INSTRUÇÃO FORNECIDA: Extraia do material abaixo todas as linhas que contêm a palavra "runners", diferenciando maiúsculas de minúsculas.

......

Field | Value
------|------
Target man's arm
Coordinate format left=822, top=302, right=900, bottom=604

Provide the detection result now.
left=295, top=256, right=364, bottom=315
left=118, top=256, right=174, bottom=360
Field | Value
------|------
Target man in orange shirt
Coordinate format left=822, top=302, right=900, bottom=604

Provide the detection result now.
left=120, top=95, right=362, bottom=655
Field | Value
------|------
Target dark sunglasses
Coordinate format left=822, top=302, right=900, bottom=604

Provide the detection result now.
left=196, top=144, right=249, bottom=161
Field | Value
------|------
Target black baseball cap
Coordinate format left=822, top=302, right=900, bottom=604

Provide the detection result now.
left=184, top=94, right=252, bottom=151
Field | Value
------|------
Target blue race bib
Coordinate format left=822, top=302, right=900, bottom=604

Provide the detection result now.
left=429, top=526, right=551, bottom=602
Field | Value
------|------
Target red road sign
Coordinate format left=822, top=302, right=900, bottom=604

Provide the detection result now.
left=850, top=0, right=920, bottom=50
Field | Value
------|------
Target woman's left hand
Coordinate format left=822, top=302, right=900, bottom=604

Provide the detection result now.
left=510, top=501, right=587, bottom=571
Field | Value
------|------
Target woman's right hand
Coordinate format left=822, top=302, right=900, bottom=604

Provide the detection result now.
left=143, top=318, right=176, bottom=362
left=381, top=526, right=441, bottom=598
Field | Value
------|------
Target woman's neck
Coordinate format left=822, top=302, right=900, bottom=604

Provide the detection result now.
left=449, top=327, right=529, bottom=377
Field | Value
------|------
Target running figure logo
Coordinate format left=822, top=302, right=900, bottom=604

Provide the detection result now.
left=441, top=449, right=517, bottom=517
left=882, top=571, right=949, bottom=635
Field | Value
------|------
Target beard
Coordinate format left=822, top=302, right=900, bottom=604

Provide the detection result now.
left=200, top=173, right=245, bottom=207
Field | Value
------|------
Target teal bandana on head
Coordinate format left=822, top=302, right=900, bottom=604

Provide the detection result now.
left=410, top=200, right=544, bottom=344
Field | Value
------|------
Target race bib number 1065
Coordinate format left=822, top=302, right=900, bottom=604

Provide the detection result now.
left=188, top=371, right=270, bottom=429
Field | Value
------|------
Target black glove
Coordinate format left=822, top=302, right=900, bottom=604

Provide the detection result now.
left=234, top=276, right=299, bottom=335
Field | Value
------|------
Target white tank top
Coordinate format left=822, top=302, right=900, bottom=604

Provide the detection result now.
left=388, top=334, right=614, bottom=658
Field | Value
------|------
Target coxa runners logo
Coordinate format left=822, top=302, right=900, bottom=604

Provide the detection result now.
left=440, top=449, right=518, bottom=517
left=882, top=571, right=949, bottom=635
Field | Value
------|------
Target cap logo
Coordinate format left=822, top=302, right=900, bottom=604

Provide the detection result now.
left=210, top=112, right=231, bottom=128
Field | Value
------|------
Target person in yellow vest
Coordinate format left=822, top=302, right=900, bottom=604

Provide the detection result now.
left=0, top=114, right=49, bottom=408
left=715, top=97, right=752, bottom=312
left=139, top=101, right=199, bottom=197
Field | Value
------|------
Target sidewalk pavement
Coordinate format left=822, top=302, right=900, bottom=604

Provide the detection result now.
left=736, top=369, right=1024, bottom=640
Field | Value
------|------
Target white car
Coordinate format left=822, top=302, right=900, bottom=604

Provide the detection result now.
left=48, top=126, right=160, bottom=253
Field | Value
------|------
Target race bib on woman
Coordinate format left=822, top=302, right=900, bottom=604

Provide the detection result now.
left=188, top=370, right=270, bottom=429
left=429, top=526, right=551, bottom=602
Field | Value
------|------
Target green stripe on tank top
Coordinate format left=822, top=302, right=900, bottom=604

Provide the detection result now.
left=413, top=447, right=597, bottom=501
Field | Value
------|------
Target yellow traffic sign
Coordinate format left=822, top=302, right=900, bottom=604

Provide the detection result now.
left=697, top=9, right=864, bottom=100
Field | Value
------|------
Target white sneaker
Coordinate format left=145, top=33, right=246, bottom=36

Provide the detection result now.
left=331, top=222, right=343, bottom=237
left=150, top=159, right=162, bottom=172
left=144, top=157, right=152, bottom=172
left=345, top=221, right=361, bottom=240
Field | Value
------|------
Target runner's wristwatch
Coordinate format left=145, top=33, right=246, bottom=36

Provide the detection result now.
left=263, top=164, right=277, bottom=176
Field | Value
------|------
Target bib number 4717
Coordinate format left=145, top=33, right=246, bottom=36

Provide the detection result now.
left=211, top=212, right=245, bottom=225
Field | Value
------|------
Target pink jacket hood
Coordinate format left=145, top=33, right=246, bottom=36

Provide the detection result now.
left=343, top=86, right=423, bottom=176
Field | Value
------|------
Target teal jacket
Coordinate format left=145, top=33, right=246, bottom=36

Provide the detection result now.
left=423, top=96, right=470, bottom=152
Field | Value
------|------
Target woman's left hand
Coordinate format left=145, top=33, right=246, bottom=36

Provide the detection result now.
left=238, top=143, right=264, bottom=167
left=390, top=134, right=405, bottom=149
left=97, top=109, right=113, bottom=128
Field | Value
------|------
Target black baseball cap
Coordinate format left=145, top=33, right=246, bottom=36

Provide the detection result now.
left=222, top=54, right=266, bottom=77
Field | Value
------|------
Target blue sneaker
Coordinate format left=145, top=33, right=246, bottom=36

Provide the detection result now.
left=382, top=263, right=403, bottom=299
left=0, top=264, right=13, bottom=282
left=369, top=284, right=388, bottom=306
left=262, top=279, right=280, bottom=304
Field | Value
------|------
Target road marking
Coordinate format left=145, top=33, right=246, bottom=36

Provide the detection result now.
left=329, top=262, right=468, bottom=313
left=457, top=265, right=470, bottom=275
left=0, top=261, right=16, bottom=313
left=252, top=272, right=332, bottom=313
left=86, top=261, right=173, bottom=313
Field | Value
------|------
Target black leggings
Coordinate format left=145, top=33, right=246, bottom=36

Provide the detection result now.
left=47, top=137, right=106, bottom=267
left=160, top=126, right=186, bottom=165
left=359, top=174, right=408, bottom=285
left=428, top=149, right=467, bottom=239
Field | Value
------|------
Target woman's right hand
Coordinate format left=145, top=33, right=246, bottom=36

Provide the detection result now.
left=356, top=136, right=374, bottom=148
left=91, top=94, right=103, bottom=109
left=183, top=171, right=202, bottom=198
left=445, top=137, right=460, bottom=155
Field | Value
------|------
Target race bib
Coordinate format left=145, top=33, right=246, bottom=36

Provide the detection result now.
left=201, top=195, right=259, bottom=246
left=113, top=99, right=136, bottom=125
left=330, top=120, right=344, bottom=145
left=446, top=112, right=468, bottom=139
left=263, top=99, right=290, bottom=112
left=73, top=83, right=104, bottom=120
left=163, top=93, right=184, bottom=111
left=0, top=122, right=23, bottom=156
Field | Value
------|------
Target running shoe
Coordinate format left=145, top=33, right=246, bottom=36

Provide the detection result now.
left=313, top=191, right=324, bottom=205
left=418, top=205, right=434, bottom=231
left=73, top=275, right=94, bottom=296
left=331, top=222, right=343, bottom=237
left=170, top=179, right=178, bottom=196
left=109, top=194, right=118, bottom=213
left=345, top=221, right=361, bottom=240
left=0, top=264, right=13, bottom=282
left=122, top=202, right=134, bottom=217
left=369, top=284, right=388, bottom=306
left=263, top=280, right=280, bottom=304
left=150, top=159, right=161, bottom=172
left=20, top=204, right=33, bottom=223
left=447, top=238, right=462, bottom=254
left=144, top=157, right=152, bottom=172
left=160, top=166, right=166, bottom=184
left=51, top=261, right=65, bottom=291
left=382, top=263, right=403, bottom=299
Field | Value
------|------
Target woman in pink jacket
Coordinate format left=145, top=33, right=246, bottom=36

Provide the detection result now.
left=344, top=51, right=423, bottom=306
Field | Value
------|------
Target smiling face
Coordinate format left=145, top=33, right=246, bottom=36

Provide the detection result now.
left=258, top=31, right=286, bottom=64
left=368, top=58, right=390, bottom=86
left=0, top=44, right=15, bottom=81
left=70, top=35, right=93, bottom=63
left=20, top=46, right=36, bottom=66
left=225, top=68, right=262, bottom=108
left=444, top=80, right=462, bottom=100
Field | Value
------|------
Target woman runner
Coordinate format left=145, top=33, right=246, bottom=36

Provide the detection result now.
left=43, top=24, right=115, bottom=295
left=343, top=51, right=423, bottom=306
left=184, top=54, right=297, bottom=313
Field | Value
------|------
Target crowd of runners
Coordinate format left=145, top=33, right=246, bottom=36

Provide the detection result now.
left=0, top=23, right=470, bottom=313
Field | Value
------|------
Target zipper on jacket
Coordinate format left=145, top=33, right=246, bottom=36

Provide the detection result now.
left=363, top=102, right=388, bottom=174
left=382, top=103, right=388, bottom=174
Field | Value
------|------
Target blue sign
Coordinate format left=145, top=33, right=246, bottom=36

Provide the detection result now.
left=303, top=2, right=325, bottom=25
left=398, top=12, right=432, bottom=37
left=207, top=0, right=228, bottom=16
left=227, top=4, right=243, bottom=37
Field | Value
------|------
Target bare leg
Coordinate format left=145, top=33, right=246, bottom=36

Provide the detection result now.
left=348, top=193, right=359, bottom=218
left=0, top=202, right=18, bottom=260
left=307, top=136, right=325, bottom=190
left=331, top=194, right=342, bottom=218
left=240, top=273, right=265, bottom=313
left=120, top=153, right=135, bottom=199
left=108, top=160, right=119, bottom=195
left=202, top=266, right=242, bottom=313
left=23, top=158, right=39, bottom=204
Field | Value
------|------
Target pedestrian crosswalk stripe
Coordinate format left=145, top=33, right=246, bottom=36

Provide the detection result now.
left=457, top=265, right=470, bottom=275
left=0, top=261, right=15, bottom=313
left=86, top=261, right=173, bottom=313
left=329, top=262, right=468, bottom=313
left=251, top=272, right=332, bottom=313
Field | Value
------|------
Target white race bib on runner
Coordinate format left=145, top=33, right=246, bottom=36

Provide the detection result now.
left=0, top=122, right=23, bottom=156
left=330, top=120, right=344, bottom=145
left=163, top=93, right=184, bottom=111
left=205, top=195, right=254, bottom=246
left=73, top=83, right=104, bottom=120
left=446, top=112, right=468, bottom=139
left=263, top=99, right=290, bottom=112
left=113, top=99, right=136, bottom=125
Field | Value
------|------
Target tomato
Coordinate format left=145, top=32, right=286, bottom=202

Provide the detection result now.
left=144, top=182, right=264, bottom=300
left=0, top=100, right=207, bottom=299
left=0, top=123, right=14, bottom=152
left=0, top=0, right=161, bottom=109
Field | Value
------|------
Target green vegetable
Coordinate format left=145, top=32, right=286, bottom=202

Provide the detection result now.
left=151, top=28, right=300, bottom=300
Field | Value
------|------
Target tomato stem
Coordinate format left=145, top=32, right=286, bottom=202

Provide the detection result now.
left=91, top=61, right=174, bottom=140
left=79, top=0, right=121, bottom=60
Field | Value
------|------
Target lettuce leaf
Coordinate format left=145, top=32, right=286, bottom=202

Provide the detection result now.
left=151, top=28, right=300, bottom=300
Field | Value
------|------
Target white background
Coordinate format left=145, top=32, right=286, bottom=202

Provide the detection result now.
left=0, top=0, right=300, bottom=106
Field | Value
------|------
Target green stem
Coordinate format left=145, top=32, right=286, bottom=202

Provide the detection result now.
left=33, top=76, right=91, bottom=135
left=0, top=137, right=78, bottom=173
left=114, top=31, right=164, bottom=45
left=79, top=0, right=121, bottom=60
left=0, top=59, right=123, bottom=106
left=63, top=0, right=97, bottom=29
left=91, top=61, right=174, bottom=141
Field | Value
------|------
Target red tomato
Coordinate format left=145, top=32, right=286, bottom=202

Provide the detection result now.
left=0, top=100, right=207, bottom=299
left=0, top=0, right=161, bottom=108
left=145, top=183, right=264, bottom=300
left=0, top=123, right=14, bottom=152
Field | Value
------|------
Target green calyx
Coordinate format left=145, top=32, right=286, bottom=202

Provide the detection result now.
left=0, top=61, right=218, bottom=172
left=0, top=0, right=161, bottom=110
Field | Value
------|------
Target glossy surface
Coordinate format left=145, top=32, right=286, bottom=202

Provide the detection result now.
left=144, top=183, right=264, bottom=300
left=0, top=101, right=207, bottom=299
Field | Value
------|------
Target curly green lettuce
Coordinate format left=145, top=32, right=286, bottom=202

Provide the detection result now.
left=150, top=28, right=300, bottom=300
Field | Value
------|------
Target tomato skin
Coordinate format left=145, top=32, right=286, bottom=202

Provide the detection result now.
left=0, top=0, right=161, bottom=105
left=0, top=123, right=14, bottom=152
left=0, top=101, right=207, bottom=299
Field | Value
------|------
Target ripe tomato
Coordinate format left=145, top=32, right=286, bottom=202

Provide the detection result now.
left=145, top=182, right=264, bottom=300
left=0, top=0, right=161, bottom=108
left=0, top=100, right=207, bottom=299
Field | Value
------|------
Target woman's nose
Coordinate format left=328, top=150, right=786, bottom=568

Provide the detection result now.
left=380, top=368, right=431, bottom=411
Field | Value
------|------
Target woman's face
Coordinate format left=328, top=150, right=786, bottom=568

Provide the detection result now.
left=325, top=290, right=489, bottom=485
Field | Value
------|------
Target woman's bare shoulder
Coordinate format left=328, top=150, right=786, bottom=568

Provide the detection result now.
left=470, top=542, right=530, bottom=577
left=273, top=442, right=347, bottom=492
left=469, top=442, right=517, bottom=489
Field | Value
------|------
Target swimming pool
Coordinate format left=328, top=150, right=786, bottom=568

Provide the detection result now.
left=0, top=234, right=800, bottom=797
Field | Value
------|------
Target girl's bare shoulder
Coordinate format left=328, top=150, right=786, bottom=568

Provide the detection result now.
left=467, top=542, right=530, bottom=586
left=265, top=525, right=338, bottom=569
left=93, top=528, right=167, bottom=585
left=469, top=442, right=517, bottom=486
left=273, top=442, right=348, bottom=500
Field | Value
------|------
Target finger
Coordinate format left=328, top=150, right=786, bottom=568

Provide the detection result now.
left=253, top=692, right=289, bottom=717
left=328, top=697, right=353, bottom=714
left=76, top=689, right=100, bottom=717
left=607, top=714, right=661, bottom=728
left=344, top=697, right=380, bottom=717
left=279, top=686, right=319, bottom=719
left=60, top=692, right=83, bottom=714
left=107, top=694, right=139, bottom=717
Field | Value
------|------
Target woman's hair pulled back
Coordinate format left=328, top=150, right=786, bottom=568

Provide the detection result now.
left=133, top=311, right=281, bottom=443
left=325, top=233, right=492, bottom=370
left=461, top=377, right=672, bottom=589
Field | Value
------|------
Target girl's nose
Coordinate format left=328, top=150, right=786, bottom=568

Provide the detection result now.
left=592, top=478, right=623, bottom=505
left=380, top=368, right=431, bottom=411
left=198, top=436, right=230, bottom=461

......

SOLUÇÃO COMPLETA:
Target coxa runners logo
Target crowd of runners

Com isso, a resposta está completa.